**Exercise goal**
Pick out every line in the entries below that contains the string "hand", and copy each of those lines. Matching is case-sensitive.

Data taken from a collection:
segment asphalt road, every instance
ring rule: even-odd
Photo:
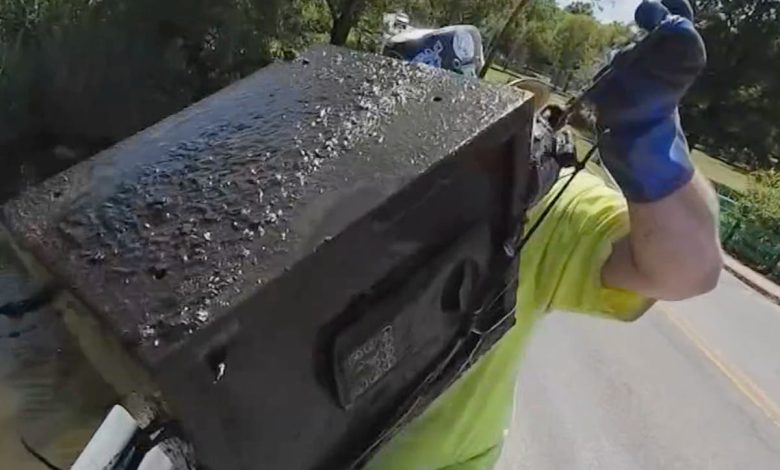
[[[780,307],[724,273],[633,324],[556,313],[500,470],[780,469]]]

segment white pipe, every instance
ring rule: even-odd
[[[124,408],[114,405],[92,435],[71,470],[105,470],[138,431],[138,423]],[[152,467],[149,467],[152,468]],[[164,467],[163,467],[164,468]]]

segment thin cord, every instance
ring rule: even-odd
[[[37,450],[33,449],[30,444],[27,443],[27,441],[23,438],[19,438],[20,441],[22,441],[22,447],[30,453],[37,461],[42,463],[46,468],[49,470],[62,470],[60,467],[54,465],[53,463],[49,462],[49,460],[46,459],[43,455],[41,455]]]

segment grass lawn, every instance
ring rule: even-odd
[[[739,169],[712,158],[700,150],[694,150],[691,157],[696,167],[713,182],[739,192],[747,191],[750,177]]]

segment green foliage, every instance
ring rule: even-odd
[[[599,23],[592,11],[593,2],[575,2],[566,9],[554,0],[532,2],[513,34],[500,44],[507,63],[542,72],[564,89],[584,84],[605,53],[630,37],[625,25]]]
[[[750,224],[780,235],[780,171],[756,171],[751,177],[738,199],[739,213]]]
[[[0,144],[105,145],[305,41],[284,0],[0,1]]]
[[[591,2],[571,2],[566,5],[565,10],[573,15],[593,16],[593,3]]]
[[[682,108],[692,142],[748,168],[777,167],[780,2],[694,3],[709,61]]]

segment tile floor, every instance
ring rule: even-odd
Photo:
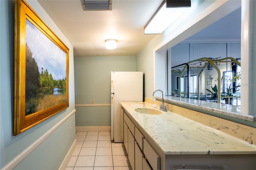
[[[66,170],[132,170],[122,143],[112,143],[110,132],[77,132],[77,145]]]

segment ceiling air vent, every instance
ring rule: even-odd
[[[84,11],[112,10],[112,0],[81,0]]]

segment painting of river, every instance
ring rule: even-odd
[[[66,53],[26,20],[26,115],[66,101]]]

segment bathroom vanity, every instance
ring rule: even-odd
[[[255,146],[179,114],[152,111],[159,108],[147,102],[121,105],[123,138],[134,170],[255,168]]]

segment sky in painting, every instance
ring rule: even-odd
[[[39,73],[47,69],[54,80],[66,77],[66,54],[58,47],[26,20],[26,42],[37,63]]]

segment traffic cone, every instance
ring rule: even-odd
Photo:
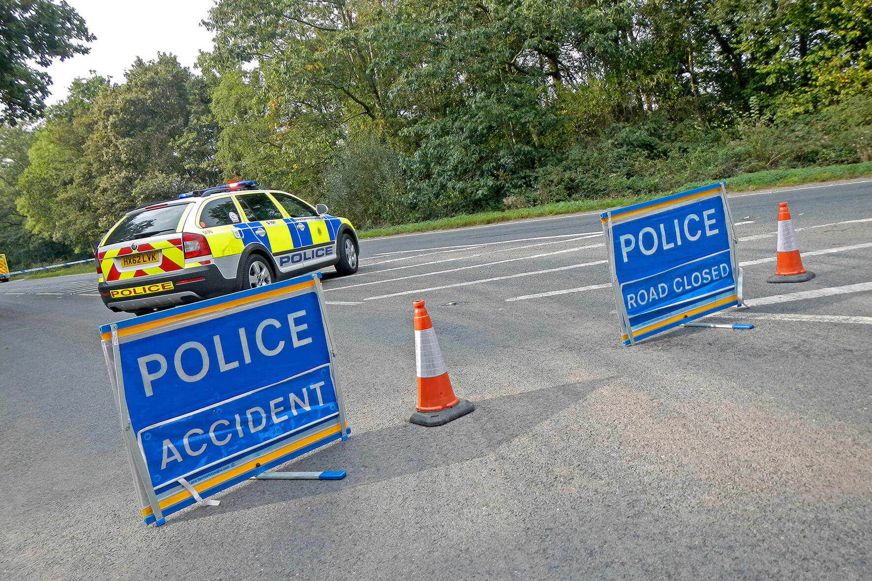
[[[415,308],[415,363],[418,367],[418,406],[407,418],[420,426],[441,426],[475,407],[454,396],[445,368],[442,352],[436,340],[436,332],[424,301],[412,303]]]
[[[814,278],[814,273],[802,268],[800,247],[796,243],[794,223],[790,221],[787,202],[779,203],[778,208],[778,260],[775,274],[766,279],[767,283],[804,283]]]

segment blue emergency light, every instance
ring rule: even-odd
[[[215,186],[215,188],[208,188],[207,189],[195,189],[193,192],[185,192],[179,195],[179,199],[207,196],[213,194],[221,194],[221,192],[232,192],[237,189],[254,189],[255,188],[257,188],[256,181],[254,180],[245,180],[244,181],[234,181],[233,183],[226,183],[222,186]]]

* * *

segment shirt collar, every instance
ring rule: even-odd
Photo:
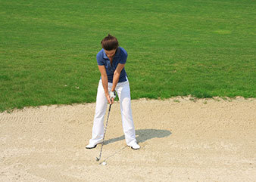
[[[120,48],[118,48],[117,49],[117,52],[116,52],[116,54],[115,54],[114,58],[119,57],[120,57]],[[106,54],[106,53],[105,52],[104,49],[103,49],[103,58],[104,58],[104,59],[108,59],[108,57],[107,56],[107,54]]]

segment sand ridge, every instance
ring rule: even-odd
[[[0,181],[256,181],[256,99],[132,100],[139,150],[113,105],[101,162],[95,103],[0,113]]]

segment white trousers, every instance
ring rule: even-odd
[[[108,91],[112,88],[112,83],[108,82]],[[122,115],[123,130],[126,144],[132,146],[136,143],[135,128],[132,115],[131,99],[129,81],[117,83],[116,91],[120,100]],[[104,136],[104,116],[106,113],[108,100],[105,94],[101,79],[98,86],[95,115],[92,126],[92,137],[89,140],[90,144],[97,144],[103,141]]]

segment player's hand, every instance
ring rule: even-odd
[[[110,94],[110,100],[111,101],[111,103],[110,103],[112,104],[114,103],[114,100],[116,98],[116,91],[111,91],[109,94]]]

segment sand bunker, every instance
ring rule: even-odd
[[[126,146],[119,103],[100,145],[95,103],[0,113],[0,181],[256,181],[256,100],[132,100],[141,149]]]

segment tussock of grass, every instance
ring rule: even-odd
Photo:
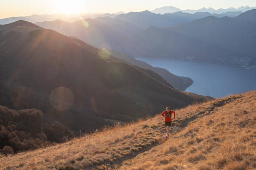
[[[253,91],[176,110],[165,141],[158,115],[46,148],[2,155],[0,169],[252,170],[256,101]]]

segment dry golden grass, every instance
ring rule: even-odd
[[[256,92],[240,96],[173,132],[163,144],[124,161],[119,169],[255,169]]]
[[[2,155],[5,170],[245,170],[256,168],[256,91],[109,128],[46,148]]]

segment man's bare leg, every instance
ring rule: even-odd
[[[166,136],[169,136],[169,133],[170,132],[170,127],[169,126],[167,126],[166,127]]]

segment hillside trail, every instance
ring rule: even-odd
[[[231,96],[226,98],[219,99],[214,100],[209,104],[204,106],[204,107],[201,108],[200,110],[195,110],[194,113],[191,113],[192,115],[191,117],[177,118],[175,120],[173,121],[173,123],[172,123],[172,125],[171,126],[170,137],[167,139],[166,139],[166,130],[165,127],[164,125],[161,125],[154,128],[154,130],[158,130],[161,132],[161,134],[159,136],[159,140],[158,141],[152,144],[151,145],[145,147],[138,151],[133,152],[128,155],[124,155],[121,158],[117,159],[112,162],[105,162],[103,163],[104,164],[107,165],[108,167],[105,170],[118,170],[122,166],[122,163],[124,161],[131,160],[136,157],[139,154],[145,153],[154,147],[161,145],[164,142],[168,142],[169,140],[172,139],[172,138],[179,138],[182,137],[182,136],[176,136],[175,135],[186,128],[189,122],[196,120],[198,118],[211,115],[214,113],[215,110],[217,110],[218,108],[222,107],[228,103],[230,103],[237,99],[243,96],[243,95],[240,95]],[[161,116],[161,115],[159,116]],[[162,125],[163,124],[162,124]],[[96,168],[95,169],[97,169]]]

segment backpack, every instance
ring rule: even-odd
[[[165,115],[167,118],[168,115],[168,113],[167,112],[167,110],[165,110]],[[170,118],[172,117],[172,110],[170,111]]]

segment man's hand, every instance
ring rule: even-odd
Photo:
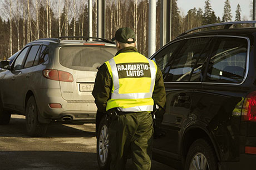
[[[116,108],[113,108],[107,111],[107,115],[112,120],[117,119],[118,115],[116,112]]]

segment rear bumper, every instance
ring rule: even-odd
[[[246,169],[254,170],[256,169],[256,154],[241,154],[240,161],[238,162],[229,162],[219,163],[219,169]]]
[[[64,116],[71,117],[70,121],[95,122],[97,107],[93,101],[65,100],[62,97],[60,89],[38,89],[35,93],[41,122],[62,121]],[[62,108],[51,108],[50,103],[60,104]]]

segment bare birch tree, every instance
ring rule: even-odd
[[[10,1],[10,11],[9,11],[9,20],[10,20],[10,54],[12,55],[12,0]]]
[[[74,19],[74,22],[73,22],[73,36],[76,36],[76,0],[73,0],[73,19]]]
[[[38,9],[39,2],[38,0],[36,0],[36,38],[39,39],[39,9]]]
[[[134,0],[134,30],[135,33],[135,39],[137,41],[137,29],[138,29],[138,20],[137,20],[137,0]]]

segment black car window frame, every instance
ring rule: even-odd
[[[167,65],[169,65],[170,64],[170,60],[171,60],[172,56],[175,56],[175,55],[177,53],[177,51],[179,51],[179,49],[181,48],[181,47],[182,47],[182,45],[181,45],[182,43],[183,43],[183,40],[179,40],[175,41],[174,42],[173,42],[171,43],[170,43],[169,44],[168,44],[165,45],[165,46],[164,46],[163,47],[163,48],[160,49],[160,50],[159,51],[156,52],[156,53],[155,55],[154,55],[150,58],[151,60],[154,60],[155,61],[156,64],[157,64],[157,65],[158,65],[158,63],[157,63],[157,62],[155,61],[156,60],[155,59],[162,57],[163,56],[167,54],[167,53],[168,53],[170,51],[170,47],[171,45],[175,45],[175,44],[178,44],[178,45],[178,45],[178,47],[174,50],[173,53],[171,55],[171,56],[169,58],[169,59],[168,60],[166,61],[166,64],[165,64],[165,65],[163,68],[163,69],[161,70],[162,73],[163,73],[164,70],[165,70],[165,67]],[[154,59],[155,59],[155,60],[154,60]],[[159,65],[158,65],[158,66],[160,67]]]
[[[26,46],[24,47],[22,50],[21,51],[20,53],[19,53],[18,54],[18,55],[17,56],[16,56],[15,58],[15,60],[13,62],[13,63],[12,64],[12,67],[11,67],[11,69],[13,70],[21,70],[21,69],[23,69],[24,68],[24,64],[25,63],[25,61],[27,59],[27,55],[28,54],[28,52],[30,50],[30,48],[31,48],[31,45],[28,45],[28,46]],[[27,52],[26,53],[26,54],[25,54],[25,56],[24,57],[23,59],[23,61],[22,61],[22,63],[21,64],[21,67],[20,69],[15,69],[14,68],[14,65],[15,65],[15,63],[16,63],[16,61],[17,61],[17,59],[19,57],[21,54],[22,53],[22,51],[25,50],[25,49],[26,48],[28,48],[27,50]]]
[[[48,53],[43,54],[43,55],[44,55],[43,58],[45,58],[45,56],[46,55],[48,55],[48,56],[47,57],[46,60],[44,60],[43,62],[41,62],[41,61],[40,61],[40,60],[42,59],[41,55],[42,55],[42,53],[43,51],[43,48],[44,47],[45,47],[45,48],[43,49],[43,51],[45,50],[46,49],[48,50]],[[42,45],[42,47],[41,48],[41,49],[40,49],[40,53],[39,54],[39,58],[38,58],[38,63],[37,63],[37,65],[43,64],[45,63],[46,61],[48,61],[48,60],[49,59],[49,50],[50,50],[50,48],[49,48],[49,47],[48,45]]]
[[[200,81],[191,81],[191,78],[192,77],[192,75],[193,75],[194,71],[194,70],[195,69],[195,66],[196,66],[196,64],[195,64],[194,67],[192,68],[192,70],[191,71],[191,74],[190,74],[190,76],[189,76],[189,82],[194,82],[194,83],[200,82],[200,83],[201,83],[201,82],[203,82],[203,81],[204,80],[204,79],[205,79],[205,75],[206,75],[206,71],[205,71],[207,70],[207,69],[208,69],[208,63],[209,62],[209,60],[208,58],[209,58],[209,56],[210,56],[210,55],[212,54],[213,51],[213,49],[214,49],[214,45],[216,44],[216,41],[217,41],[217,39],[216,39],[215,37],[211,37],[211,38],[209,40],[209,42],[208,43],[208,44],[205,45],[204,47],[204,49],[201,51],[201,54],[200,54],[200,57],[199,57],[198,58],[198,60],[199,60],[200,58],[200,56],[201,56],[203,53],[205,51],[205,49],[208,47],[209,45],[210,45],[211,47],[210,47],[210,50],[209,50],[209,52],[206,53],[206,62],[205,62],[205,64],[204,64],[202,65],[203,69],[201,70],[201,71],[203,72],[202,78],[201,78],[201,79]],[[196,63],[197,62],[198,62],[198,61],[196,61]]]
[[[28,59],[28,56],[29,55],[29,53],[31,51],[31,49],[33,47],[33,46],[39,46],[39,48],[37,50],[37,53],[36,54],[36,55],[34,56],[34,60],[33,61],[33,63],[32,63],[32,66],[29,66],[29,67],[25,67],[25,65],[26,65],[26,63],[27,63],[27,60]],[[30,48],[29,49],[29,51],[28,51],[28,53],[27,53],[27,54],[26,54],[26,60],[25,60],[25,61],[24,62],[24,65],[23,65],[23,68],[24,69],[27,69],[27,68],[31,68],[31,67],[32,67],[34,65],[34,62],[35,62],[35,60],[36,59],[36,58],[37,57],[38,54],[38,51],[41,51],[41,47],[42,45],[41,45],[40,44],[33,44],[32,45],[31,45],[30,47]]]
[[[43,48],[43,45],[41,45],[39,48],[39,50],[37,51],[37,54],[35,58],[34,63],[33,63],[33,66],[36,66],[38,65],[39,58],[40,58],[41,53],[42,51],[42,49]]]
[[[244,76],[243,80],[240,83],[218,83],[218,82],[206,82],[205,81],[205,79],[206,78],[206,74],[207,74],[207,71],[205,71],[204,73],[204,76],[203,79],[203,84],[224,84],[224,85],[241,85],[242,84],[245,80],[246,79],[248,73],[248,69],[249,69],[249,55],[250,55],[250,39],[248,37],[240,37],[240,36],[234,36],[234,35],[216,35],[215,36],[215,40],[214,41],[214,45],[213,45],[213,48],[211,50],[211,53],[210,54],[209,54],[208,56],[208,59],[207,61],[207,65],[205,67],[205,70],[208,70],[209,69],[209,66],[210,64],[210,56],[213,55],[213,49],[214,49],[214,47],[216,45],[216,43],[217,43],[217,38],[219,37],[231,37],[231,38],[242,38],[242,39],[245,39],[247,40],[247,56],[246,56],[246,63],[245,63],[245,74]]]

* * *

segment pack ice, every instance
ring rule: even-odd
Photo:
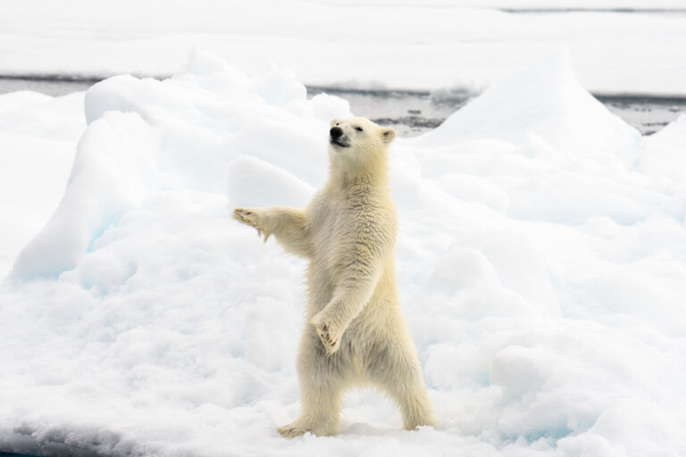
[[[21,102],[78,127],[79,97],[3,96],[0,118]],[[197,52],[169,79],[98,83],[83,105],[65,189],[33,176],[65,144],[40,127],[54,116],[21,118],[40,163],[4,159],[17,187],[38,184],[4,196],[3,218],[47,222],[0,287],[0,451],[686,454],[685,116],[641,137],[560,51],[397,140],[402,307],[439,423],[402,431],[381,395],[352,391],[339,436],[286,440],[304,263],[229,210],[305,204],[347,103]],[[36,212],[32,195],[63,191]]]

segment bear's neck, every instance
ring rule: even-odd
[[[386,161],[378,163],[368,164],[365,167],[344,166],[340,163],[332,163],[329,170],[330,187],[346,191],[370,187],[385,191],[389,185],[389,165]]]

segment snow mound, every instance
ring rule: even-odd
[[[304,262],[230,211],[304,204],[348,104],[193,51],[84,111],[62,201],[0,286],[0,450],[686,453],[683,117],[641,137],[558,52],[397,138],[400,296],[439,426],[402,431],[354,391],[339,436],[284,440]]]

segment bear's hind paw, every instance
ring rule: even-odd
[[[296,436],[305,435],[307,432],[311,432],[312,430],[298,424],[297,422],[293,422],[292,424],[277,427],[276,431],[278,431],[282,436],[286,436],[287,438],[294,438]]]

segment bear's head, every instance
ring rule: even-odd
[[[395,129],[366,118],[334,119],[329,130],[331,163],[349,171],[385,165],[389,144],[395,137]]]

**Task solution**
segment player's hand, every instance
segment man's hand, every instance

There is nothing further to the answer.